▸ **SHORT EXERCISE**:
From the data below, collect every line that contains the word "concrete". Case counts.

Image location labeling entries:
################

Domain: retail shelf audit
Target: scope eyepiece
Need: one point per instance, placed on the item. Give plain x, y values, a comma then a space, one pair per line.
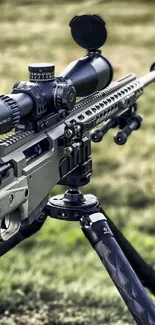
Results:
45, 95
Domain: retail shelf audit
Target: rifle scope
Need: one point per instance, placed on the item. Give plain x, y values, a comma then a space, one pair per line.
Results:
44, 94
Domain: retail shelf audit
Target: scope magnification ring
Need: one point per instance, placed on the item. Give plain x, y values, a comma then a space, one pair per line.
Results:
37, 95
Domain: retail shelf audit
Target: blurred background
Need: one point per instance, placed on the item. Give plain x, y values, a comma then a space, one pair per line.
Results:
55, 277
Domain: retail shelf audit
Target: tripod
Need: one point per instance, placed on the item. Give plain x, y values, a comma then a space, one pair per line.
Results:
126, 268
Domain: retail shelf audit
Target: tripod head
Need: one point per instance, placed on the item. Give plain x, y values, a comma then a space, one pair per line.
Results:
46, 95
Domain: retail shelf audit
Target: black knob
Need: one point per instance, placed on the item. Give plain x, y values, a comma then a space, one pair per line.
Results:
64, 96
41, 72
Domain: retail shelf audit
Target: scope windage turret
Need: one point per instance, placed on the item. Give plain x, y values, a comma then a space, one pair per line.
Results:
44, 94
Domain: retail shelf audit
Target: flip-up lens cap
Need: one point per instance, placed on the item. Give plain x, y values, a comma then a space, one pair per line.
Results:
88, 31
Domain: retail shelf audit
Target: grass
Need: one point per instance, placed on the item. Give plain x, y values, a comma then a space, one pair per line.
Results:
55, 277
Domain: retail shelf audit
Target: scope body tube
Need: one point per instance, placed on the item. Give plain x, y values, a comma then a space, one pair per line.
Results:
112, 101
99, 234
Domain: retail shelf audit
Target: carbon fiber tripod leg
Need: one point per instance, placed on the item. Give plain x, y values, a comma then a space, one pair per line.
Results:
97, 231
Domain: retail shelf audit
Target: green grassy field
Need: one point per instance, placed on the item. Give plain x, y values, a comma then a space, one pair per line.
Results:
55, 278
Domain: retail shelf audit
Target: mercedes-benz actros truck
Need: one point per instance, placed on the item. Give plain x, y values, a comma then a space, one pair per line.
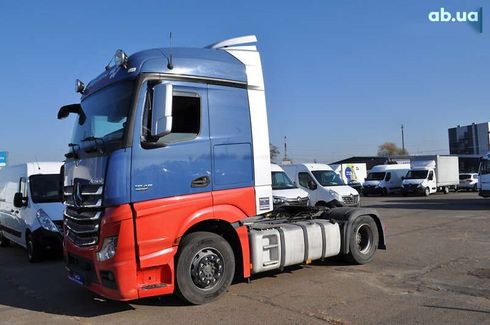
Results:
167, 180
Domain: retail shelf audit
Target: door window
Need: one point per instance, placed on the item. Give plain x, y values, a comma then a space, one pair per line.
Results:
186, 117
304, 179
388, 177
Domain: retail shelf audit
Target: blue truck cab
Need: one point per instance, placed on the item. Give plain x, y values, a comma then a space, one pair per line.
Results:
168, 174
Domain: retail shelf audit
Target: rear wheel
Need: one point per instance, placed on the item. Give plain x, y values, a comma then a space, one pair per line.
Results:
4, 242
205, 267
363, 241
34, 252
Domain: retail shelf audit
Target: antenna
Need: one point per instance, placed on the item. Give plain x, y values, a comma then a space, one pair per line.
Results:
170, 64
37, 162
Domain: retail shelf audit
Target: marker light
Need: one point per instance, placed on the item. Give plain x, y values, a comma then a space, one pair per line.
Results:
120, 58
79, 86
45, 221
108, 249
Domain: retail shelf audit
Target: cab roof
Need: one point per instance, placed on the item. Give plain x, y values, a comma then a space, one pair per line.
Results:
206, 63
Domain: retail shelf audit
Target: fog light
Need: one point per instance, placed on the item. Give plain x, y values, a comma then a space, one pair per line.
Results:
108, 249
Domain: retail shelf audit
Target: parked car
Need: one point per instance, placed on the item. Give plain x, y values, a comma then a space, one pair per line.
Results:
385, 179
431, 174
284, 191
31, 212
323, 184
352, 174
468, 182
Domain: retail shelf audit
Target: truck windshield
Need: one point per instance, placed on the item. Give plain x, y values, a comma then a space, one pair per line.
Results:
327, 177
376, 176
107, 113
45, 188
416, 174
281, 181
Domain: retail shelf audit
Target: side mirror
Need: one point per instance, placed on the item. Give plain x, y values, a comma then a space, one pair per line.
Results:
162, 110
312, 185
73, 108
19, 200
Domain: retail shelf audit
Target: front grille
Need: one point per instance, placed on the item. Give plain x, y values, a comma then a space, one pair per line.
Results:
82, 226
59, 225
88, 196
83, 213
351, 199
298, 201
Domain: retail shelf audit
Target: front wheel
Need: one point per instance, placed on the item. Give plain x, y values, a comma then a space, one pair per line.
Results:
205, 267
4, 242
363, 241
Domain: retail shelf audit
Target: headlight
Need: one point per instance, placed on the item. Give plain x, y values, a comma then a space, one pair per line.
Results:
279, 200
335, 195
45, 221
108, 249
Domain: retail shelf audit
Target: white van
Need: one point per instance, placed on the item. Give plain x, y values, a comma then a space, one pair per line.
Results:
284, 191
323, 184
31, 212
385, 179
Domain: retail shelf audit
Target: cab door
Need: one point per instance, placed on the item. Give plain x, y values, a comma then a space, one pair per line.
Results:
170, 178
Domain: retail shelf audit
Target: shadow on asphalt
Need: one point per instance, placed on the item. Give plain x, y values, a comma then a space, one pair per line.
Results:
37, 287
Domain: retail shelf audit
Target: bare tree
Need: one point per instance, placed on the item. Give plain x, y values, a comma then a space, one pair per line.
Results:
274, 152
390, 149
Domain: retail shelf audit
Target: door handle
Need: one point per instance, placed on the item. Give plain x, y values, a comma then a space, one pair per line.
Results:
202, 181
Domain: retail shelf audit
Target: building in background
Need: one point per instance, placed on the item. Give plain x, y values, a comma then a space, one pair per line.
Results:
3, 159
471, 139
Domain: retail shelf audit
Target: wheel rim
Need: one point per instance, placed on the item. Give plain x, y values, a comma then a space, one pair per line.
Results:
207, 268
364, 238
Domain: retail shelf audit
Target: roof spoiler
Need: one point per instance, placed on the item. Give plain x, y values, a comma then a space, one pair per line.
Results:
240, 42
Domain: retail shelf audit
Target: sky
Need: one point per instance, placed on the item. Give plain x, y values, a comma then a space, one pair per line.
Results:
341, 76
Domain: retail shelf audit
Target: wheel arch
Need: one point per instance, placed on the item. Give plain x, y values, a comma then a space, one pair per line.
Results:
346, 218
226, 230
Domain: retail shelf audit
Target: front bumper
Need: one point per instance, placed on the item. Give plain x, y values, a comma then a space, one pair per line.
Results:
118, 278
47, 240
372, 190
484, 193
467, 186
412, 189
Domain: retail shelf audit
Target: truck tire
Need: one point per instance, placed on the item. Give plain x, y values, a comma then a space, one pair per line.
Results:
34, 253
4, 242
205, 267
363, 241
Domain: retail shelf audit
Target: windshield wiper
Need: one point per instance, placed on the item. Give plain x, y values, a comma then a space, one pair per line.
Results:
73, 153
96, 147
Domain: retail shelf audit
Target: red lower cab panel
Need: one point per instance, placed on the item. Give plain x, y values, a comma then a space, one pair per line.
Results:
143, 264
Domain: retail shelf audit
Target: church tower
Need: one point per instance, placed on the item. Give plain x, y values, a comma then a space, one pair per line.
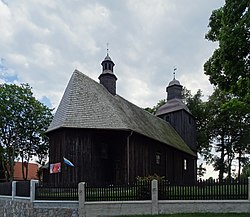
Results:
107, 77
178, 115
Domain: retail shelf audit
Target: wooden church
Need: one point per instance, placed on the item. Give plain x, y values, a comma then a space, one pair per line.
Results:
112, 141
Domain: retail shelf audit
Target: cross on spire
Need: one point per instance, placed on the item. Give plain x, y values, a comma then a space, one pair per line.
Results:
107, 48
174, 72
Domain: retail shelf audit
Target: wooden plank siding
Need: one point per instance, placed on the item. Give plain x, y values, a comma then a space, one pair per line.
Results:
184, 124
143, 162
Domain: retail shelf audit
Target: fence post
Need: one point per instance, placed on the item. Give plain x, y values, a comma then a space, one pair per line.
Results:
81, 202
13, 191
33, 189
248, 188
154, 193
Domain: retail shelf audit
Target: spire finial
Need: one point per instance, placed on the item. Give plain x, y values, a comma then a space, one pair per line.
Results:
174, 72
107, 48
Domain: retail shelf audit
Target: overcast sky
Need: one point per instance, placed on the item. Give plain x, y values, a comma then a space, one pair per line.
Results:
43, 41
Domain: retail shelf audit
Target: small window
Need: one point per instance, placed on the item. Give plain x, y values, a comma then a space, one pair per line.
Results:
185, 164
158, 158
104, 151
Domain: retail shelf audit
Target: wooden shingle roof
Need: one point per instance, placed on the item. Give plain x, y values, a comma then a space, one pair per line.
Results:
87, 104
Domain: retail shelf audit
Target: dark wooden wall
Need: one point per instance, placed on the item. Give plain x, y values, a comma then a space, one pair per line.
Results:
143, 162
184, 124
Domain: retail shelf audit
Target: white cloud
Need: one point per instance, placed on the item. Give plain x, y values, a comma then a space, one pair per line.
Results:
44, 41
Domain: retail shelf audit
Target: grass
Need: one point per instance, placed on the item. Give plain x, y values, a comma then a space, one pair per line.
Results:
196, 215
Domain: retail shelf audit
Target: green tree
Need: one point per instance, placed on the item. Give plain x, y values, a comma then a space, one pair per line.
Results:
23, 121
199, 110
229, 66
229, 130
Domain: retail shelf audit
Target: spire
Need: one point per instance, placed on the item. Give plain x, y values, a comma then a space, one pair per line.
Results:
174, 88
107, 77
174, 73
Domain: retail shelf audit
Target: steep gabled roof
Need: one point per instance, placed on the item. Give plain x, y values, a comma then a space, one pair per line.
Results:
87, 104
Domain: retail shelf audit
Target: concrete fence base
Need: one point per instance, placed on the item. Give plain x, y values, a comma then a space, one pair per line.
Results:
29, 207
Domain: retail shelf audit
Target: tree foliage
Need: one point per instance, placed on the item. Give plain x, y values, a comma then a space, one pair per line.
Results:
229, 127
23, 121
229, 66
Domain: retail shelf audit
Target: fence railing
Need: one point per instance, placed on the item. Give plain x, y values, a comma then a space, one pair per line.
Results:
50, 192
205, 190
23, 188
6, 188
202, 190
137, 191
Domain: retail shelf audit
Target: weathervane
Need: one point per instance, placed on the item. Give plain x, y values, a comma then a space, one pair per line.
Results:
107, 48
174, 71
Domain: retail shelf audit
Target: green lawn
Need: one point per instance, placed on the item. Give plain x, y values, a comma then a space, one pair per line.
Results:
197, 215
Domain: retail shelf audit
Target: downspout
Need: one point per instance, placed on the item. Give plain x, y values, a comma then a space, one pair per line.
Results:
128, 165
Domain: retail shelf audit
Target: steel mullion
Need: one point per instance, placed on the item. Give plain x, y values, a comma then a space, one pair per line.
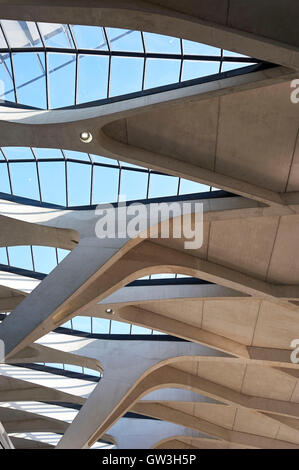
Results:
77, 63
38, 176
32, 258
8, 170
11, 63
91, 179
66, 180
182, 60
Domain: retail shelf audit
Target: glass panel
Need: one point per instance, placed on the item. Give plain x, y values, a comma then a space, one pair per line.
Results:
3, 256
161, 72
133, 185
76, 155
30, 78
105, 185
232, 54
91, 372
57, 365
161, 185
73, 368
56, 35
18, 153
24, 180
126, 75
160, 43
195, 69
4, 180
82, 324
138, 330
62, 254
197, 48
6, 82
47, 153
20, 256
44, 258
188, 187
234, 65
62, 68
92, 78
100, 325
99, 159
3, 43
124, 40
50, 173
89, 37
79, 180
21, 33
120, 328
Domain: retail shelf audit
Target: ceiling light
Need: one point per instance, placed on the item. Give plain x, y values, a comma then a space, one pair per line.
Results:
86, 137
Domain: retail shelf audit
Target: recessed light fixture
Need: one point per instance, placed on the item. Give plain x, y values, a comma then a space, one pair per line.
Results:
109, 310
86, 137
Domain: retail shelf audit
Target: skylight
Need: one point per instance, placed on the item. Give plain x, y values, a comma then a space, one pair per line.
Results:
48, 66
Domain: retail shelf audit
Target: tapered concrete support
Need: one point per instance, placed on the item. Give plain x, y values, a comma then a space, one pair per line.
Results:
178, 416
130, 433
22, 443
5, 441
24, 421
13, 389
125, 365
40, 353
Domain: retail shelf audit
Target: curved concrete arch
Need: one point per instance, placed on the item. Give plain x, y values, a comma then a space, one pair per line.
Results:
222, 24
219, 424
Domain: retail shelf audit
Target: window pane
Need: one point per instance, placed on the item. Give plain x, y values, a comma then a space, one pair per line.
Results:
21, 33
138, 330
24, 180
18, 153
76, 155
4, 180
92, 78
20, 256
160, 43
133, 185
100, 325
82, 324
62, 69
161, 185
56, 35
120, 328
44, 258
3, 256
30, 78
161, 72
62, 254
78, 184
89, 37
234, 65
50, 173
124, 40
232, 54
188, 187
105, 185
195, 69
126, 75
6, 82
196, 48
47, 153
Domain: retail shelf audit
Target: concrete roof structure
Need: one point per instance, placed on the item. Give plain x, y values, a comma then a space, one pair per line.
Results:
214, 365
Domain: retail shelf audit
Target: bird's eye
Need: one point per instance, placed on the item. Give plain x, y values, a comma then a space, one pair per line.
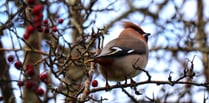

################

▸ **THE ANSWER**:
Target: concrete fence base
Target: tapered concrete support
Target: curved concrete arch
Target: concrete roof structure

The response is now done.